• **引用文**:

近年、医師の特定地域への偏在および医師不足(特に地方の病院)は深刻な社会問題である。その最大の原因は「新制度」であると考える。これまで医師免許取得後2年間の臨床研修は任意であった。それが、平成16年4月から必修となり研修が義務化された。これが「新制度」である。
『2007年度医師臨床研修マッチング』によれば、来春の新卒医師の臨床研修先は大学病院48.8%、市中病院51.2%で大学離れが続いている<旧制度では約70%が大学病院であった>。また、臨床研修医充足率(募集定員に対する割合)を都道府県別でみると、最高が東京の90%で、以下京都、福岡の順。最低は新潟の40%で、鳥取、富山、三重、青森と続く。さらに、専門研修進路(臨床研修終了後の卒後3年目医師の進路)も同様の傾向で、大学病院での勤務・研修は48.6%と5割を下回った(厚生労働省研究班「臨床研修に関する中間報告」)。「新制度」は医師の大学離れとともに、医師を都市に集中させる結果になっている。いままで地方への医師供給システムを担ってきた大学医局に研修医が残らなくなり、医師派遣余力が小さくなった。結果、このシステムに永年依存してきた、特に地方の病院は医師の不足となる。『一県一医大(無医大県解消)構想』で医学部学生は全国に分散しているが、その効果を打ち消している。

• **資料抜粋**:
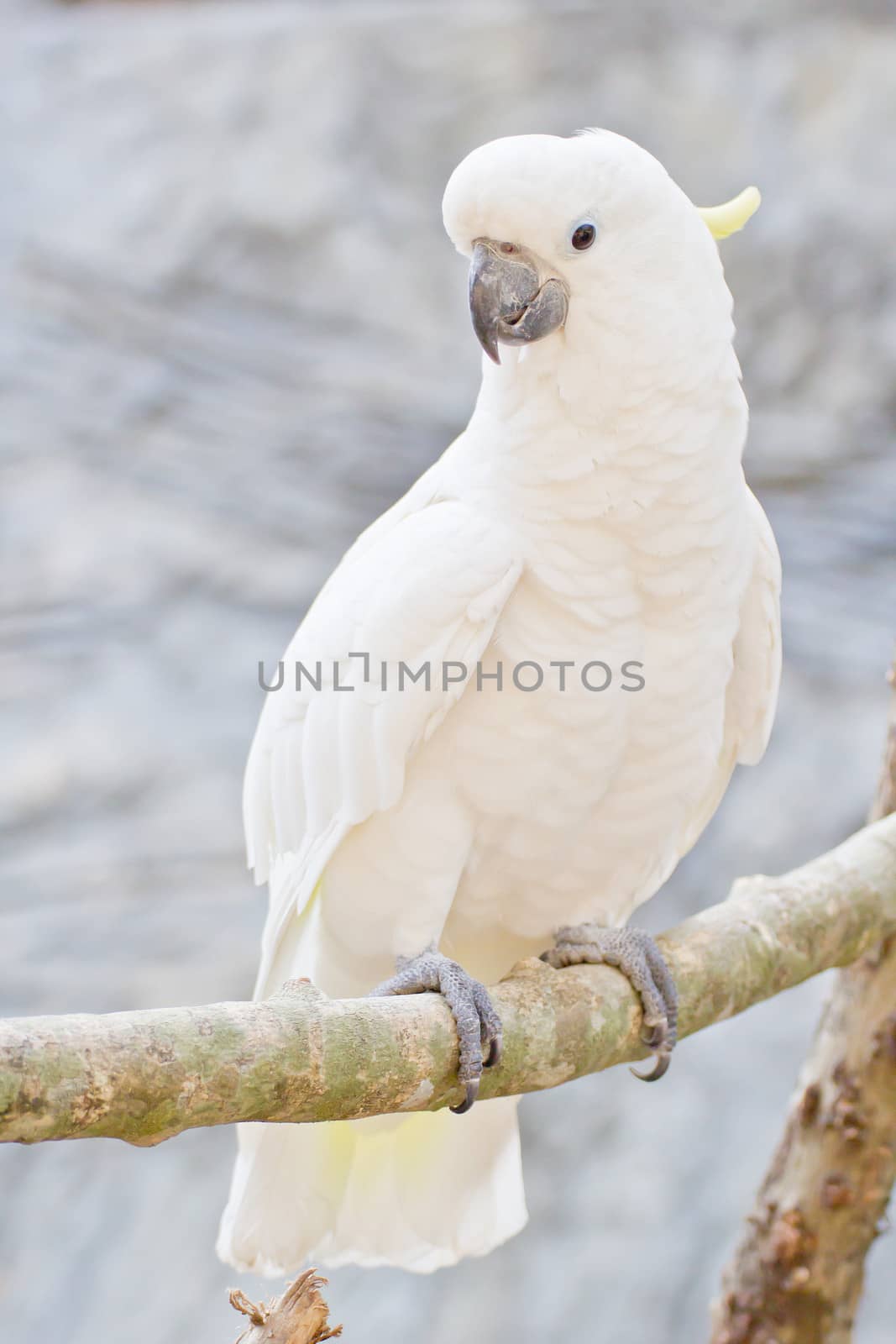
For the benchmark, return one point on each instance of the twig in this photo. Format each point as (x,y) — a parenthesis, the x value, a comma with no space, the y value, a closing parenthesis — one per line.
(301,1057)
(300,1316)
(799,1272)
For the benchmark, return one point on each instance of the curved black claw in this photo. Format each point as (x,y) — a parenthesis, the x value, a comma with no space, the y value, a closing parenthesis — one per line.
(472,1093)
(479,1026)
(637,956)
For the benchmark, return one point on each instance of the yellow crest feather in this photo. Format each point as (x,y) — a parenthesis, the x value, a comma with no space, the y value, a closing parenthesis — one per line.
(723,221)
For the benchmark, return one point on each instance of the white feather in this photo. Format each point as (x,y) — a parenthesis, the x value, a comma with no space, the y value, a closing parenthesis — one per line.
(595,508)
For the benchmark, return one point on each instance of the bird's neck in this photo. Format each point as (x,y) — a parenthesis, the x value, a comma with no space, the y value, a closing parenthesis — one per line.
(557,412)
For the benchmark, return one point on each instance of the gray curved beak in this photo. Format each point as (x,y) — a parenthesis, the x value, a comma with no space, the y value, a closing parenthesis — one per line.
(513,299)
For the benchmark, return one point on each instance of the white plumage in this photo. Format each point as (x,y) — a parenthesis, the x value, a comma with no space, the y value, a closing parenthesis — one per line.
(594,508)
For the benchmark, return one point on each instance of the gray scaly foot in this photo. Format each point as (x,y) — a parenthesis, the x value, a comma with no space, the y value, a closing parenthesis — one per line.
(479,1026)
(637,956)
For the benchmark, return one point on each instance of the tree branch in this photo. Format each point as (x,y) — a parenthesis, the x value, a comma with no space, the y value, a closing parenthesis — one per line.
(301,1057)
(799,1272)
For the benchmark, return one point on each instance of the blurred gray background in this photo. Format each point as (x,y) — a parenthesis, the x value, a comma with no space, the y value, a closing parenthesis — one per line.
(233,333)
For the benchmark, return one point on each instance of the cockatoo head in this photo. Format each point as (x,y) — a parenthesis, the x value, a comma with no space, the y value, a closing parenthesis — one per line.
(571,235)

• **課題内容 1**:
次の (a)〜(c) が引用文の内容と一致するかを、それぞれ「はい」か「いいえ」で答えてください。判断の根拠となる引用文の語句を、そのまま引用して添えてください。
(a) 新制度の導入前から、医師免許取得後2年間の臨床研修は必修だった。
(b) 都道府県別の臨床研修医充足率で最も低いのは、新潟の40%である。
(c) 来春の新卒医師の臨床研修先では、市中病院の割合が大学病院を上回っている。
• **課題内容 2**:
引用文のうち、「近年、医師の特定地域への偏在」から「散しているが、その効果を打ち消している。」までの部分を、両端の語句も含めて一字一句そのまま書き写してください。

• **回答 1**:
(a) いいえ。「これまで医師免許取得後2年間の臨床研修は任意であった。」
(b) はい。「最低は新潟の40%で」
(c) はい。「大学病院48.8%、市中病院51.2%」

• **回答 2**:
近年、医師の特定地域への偏在および医師不足(特に地方の病院)は深刻な社会問題である。その最大の原因は「新制度」であると考える。これまで医師免許取得後2年間の臨床研修は任意であった。それが、平成16年4月から必修となり研修が義務化された。これが「新制度」である。
『2007年度医師臨床研修マッチング』によれば、来春の新卒医師の臨床研修先は大学病院48.8%、市中病院51.2%で大学離れが続いている<旧制度では約70%が大学病院であった>。また、臨床研修医充足率(募集定員に対する割合)を都道府県別でみると、最高が東京の90%で、以下京都、福岡の順。最低は新潟の40%で、鳥取、富山、三重、青森と続く。さらに、専門研修進路(臨床研修終了後の卒後3年目医師の進路)も同様の傾向で、大学病院での勤務・研修は48.6%と5割を下回った(厚生労働省研究班「臨床研修に関する中間報告」)。「新制度」は医師の大学離れとともに、医師を都市に集中させる結果になっている。いままで地方への医師供給システムを担ってきた大学医局に研修医が残らなくなり、医師派遣余力が小さくなった。結果、このシステムに永年依存してきた、特に地方の病院は医師の不足となる。『一県一医大(無医大県解消)構想』で医学部学生は全国に分散しているが、その効果を打ち消している。